TASK:
From the line containing "Where can the arched" down to the line containing "Target: arched window" in the records below, reproduce every line exactly, ends included, and omit all others.
──────── DATASET CONTENT
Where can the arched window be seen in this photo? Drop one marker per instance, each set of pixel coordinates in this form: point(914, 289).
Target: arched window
────────────────
──────── DATASET CONTENT
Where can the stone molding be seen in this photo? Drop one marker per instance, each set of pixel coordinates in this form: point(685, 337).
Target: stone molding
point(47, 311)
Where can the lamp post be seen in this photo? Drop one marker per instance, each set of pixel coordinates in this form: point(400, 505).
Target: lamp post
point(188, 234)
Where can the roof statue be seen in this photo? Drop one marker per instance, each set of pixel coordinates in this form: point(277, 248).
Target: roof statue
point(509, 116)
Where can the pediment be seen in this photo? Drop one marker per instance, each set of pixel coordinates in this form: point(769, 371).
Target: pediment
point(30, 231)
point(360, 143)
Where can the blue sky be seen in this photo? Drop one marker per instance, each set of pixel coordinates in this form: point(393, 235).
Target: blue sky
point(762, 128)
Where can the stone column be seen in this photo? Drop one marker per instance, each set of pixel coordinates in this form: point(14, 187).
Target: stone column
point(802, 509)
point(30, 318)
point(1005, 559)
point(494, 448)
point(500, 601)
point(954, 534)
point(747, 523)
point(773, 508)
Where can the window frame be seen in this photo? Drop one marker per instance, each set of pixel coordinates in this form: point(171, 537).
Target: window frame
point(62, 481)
────────────────
──────── DATASET CONTENT
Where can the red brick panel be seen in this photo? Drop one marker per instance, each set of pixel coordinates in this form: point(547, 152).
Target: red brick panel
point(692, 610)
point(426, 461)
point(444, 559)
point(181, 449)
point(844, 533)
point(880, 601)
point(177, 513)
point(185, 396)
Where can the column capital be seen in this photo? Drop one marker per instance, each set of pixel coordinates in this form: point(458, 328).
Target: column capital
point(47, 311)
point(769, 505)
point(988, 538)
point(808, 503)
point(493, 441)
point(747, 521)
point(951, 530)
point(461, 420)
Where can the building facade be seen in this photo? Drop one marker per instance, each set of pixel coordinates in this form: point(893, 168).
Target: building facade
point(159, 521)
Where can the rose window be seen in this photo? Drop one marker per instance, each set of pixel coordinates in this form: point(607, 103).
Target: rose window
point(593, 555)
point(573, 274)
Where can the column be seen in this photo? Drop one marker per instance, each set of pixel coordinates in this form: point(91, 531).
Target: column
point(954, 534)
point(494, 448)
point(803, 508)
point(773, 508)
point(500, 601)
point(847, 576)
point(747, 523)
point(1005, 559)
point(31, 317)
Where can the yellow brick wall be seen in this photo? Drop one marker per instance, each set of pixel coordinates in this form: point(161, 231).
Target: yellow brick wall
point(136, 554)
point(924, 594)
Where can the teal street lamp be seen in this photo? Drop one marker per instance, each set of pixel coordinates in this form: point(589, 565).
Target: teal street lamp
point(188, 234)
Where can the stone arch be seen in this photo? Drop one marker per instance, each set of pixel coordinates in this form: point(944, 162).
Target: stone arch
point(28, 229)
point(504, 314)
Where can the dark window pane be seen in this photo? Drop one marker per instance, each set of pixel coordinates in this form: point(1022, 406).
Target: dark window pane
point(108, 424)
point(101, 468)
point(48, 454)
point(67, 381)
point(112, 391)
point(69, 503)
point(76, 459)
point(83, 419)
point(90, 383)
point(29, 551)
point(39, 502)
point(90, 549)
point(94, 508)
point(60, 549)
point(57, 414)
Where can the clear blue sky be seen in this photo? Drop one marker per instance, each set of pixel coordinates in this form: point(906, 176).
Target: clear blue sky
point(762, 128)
────────────────
EXERCISE ANSWER:
Where can the arched window be seen in this photo? Drop one marker per instance, each set of pixel coordinates in this form: point(914, 289).
Target: arched window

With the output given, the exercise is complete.